» Given passage

►

Sent: Wednesday, July 30, 2003 2:56 PM
To: Bob [mailto:email suppressed]
Subject: Food for thought

http://marshallbrain.com/robotic-nation.htm

(admittedly, some of the thoughts you’d be feeding would be cool, sci-fi ones, but I wouldn’t say that out loud, in fear of sounding pro-mech or anti-hum, to coin two phrases)

Eduo

———-
From: Bob [mailto:email suppressed]
Sent: Wednesday, July 30, 2003 3:25 PM
To: Eduo [mailto:email suppressed]
Subject: RE: Food for thought

I will probably be dead or at least retired by the dates he mentions, so I’m not quite as worried as I would be if I were younger. What I worry most about is that the upcoming generations will be able to provide me what I need when I’m old and feeble. :)

History has been full of people being overly pessimistic (as well as overly optimistic) about the effect of technological changes on society. I’m sure people were predicting gloom and doom as the Industrial Revolution got really going. What can happen is that as some types of jobs are eliminated other new ones are created.
(In italics above are the two messages preceding my rant below)

—–Original Message—–
From: Eduo [mailto:email suppressed]
Sent: Wednesday, July 30, 2003 4:05 PM
To: Bob [mailto:email suppressed]

Subject: Food for thought

Gloom and Doom may mean different things to different people. Back when the industrial revolution hit, those not willing to do anything else than what had done for twenty years were probably affected.

I see is as evolution, tho’. Nature’s selection of the fittest has adapted to new times, I guess, and «fittest» means other than having good birthing hips, being able to munch on stale meat instead of dying of food poisoning or having the longest hair to be pulled by horny cavemen (if we believe in cartoons).

I was thinking of sending an e-mail on my thoughts to this person, thinking of making both a «pro» and a «against» cases for his theories, the intent being that it’s easy to rationalize any future development. You don’t have anything to lose, if you’re not correct nobody will remember but if you are you’ll be recognized as a visionary.

I do believe that more and more things will be automated, because that is nothing new, it’s been an ongoing trend for years now and doesn’t look like it’s going to stop. I don’t believe humanoid robots would be used for anything else other than making people comfortable with non-humans being around. I don’t believe we would ever see robotic waiters in a fast-food joint for anything other than hipness or shock value, but I do believe you’d be able to go to the drive-in, punch what you want and have it waiting in a (n unmanned) window further down the lane. This to me makes sense. Having a robotic person doing the sale doesn’t. I don’t believe the two ends of the spectrum for food places (the mon’n pop coffee shop or the ultraexpensive french restaurants, for example) will ever disappear any more than I believe printed, non-computer-dependant books will be popular in the next twenty years (I do believe alternatives could crop up, like intelligent paper/ink or sintehtic replacements for wood pulp).

Also, there’s the fact that he fails to acknowledge 4/5ths of the world, where having someone to do the cleaning for you costs 10 bucks a day (that’s Mexico, and it’s expensive compared to India or South Africa or China), which means that a 10K robot would take 3 years to pay itself for the same work (more if, like me, you have someone come over twice a week instead of daily).

◄

» Set exercise 1
Answer these questions about the email exchange:
(a) At what time on July 30, 2003 did Bob send his reply?
(b) In Bob's reply, during what historical period does Bob suppose people predicted gloom and doom?
(c) In Eduo's last message, what is the stated daily cost of having someone do the cleaning in Mexico?
» Set exercise 2
Quote the email exchange word for word from "I will probably" to "ones are created.".

» Data
►

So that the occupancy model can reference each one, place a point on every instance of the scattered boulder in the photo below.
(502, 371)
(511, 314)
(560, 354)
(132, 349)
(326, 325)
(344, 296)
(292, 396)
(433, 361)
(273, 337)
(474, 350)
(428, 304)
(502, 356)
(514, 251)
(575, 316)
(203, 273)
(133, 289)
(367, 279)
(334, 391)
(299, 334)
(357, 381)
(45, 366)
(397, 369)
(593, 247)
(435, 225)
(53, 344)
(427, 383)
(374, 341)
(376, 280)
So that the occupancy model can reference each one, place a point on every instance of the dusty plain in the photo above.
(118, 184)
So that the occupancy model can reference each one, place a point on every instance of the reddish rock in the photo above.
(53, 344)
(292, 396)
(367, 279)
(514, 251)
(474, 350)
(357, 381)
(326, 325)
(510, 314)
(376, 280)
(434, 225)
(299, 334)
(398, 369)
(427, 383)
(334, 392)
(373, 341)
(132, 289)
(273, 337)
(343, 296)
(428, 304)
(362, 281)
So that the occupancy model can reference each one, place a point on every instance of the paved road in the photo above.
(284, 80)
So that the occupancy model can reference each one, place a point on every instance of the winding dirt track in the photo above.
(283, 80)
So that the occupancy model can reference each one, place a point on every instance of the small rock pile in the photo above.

◄

» Complete answer 1
(a) 3:25 PM
(b) The Industrial Revolution
(c) 10 bucks a day

» Complete answer 2
I will probably be dead or at least retired by the dates he mentions, so I’m not quite as worried as I would be if I were younger. What I worry most about is that the upcoming generations will be able to provide me what I need when I’m old and feeble. :)

History has been full of people being overly pessimistic (as well as overly optimistic) about the effect of technological changes on society. I’m sure people were predicting gloom and doom as the Industrial Revolution got really going. What can happen is that as some types of jobs are eliminated other new ones are created.